▸ Prompt
Reproduce the items below word for word, from the line containing "of the wooden" up to and including the line containing "of the dark".

▸ Records supplied
---------------

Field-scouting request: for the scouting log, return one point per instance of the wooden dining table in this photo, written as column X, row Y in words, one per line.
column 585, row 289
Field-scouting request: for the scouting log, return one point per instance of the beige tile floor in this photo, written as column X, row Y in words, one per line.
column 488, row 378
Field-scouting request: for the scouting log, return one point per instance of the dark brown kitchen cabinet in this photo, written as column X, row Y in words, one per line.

---------------

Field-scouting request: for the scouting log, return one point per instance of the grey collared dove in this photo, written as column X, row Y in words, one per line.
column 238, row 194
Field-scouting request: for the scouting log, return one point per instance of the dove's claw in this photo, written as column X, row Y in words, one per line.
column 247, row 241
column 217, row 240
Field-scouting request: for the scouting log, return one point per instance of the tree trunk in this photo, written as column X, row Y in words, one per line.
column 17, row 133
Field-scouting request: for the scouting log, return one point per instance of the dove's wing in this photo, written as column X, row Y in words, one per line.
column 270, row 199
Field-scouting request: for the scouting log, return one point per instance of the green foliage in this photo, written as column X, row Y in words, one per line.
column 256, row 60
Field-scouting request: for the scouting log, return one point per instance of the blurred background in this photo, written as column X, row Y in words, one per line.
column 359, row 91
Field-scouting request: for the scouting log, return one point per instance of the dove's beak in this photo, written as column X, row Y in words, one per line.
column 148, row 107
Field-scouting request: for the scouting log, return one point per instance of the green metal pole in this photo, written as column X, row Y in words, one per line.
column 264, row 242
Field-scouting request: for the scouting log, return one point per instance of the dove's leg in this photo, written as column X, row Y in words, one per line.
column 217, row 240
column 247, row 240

---------------

▸ Task output
Field-scouting request: for the scouting log, return one point per instance of the wooden dining table in this photo, written as column X, row Y in words, one per line.
column 585, row 289
Field-scouting request: for the scouting log, return one point per instance of the beige tile floor in this photo, written as column X, row Y in words, one per line.
column 488, row 378
Field-scouting request: for the scouting log, return one point per instance of the dark brown kitchen cabinet in this photo, written as column X, row Y in words, one per line.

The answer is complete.